**Set problem**
Reproduce all of the data below word for word, from the first line through the last.

**Records provided**
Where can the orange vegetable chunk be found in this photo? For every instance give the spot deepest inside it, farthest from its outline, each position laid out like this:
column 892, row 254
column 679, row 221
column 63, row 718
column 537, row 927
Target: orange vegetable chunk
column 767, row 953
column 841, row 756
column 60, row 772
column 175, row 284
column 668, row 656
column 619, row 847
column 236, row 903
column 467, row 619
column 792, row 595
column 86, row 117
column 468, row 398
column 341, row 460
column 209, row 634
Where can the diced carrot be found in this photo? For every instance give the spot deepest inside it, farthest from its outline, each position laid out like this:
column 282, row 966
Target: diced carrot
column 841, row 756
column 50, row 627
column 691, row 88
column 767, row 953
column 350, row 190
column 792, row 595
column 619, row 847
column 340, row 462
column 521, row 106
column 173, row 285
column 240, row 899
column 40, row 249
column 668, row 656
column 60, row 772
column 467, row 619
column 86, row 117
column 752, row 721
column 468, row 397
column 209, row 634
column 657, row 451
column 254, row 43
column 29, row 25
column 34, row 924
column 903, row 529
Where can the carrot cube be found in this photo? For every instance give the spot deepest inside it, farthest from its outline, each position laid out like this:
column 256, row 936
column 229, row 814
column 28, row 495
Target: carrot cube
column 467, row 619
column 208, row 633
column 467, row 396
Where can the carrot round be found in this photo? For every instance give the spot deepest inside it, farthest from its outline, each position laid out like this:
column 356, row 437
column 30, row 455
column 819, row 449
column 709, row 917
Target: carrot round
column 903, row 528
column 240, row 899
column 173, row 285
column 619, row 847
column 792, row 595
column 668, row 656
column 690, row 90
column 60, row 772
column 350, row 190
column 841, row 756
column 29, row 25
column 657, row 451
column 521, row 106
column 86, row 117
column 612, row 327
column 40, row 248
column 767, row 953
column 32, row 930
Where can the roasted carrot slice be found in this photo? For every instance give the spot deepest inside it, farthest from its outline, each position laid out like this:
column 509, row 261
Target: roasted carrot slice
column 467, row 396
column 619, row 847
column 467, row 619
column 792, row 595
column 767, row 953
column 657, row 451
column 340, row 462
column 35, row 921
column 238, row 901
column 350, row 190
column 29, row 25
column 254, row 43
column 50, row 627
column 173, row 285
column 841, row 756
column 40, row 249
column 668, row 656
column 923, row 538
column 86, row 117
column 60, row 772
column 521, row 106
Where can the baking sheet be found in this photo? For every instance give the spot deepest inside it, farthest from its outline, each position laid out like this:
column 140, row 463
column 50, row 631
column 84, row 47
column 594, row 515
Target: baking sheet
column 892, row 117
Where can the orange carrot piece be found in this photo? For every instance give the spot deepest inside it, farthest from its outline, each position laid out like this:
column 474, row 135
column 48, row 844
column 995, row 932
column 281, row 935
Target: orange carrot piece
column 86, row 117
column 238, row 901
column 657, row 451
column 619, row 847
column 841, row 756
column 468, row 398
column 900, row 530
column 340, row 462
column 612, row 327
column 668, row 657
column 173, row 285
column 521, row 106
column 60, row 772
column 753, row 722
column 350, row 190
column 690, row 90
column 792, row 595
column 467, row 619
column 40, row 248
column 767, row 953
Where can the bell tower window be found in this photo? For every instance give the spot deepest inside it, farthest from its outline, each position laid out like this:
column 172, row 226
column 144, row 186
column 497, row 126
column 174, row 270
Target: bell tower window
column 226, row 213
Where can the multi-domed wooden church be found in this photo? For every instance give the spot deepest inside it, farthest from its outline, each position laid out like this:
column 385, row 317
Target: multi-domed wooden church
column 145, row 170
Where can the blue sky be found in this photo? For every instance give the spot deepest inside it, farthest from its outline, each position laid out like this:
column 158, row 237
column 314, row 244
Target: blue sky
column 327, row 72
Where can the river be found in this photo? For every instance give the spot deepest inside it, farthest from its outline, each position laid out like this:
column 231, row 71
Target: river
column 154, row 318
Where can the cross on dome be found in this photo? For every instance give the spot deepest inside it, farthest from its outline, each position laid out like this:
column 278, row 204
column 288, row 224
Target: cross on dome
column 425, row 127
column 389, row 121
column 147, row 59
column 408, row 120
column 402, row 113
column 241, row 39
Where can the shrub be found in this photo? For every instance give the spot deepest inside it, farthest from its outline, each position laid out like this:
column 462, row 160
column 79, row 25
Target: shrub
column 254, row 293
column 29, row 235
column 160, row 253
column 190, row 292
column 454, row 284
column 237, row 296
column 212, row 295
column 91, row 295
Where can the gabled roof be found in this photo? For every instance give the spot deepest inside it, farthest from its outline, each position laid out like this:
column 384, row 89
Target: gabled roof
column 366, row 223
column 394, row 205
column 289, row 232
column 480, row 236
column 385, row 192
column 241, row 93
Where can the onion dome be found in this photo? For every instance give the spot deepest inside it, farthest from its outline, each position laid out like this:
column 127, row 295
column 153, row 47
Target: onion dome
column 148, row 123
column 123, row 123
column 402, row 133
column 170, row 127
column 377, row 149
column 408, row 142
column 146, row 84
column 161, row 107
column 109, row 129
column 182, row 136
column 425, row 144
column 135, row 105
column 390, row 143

**Answer**
Where can the orange vegetable chunk be found in this photo? For every instance give the spot deepest inside it, farthest from its outline, each position laid out like this:
column 892, row 254
column 679, row 221
column 63, row 718
column 537, row 927
Target: orange vegetable chunk
column 767, row 953
column 841, row 756
column 60, row 772
column 175, row 284
column 668, row 656
column 619, row 847
column 236, row 903
column 467, row 619
column 792, row 595
column 86, row 117
column 468, row 398
column 341, row 460
column 209, row 634
Where can the diced carrot be found in this photo? For every instance give the spot deepest inside it, farthest from its outline, each position laid out like this:
column 282, row 966
Target: diced carrot
column 841, row 756
column 50, row 627
column 691, row 88
column 767, row 953
column 350, row 190
column 792, row 595
column 619, row 847
column 340, row 462
column 521, row 106
column 173, row 285
column 240, row 899
column 40, row 249
column 668, row 656
column 60, row 772
column 467, row 619
column 86, row 117
column 752, row 721
column 468, row 397
column 209, row 634
column 657, row 451
column 254, row 43
column 29, row 25
column 34, row 924
column 903, row 529
Where can the carrot cube be found in this photo? For every instance give the spot deepest inside it, farthest from its outline, each position laid out like this:
column 256, row 936
column 229, row 814
column 28, row 495
Target: carrot cube
column 467, row 619
column 208, row 633
column 467, row 396
Where can the carrot round be found in this photo? For every instance give the spot deepest inside it, farthest from its outline, each position laid out like this:
column 356, row 437
column 30, row 455
column 819, row 449
column 709, row 917
Target: carrot round
column 903, row 528
column 240, row 899
column 173, row 285
column 619, row 847
column 792, row 595
column 668, row 656
column 690, row 90
column 60, row 772
column 350, row 190
column 841, row 756
column 29, row 25
column 657, row 451
column 521, row 106
column 86, row 117
column 612, row 327
column 40, row 248
column 767, row 953
column 32, row 930
Where can the roasted carrot slice be found in this photo? For every instance give the spot deepest inside it, farthest from its outline, each position laid out like this:
column 509, row 261
Target: roasted carrot slice
column 467, row 396
column 619, row 847
column 467, row 619
column 792, row 595
column 767, row 953
column 657, row 451
column 340, row 462
column 35, row 921
column 238, row 901
column 350, row 190
column 29, row 25
column 254, row 43
column 50, row 627
column 173, row 285
column 841, row 756
column 40, row 249
column 668, row 656
column 923, row 538
column 86, row 117
column 60, row 772
column 521, row 106
Where can the baking sheet be found in this photo? For every instance give the spot deepest inside it, farthest from its outline, each position laid out like this:
column 140, row 463
column 50, row 631
column 84, row 47
column 594, row 515
Target: baking sheet
column 892, row 117
Where can the orange carrot piece be found in this photo? For every instance give the spot deepest inside it, farthest from its outline, each position laid out like this:
column 474, row 135
column 48, row 844
column 995, row 932
column 281, row 935
Target: orange carrot piece
column 86, row 117
column 238, row 901
column 657, row 451
column 619, row 847
column 841, row 756
column 468, row 398
column 900, row 530
column 340, row 462
column 612, row 327
column 668, row 657
column 173, row 285
column 521, row 106
column 60, row 772
column 753, row 722
column 350, row 190
column 690, row 90
column 792, row 595
column 467, row 619
column 40, row 248
column 767, row 953
Where can the bell tower window be found in this photo? For every instance give the spot deepest inside it, farthest from its outline, each position laid out like this:
column 172, row 226
column 144, row 186
column 497, row 126
column 174, row 270
Target: bell tower window
column 226, row 213
Where can the multi-domed wooden church be found in this photo? For every instance give the spot deepest inside it, farthest from its outline, each position laid out like this:
column 385, row 317
Target: multi-domed wooden church
column 145, row 170
Where can the blue sky be found in this photo? For every instance give the spot deepest inside it, farthest from its outline, each position laid out like this:
column 158, row 237
column 314, row 244
Target: blue sky
column 327, row 72
Where can the river be found in this photo? For every instance give the spot deepest inside it, farthest from its outline, each position laid out like this:
column 231, row 71
Target: river
column 154, row 318
Where can the cross on dome be found in this photo? For every instance give the spot deepest inside it, farthest from its outline, each position laid out like this:
column 278, row 204
column 288, row 224
Target: cross on dome
column 425, row 127
column 389, row 121
column 147, row 59
column 408, row 120
column 402, row 113
column 241, row 39
Where can the shrub be found in this photo? For every instance give the spot deepest inside it, farthest from its outline, each position laid out like this:
column 462, row 160
column 79, row 25
Target: shrub
column 254, row 293
column 29, row 235
column 160, row 253
column 190, row 292
column 454, row 284
column 237, row 296
column 212, row 295
column 91, row 295
Where can the gabled roof be found in this photo? For every instance give the spot deepest inside it, farthest from its outline, each position laid out like this:
column 384, row 89
Target: gabled roof
column 366, row 223
column 394, row 205
column 289, row 232
column 480, row 236
column 385, row 192
column 241, row 93
Where can the onion dome be found in this photo? For every instance give the spot deepest inside it, farthest from its outline, each position laid out like this:
column 127, row 295
column 153, row 47
Target: onion dome
column 148, row 123
column 123, row 123
column 402, row 133
column 170, row 127
column 377, row 149
column 408, row 142
column 146, row 84
column 161, row 107
column 109, row 129
column 182, row 136
column 425, row 144
column 135, row 105
column 390, row 143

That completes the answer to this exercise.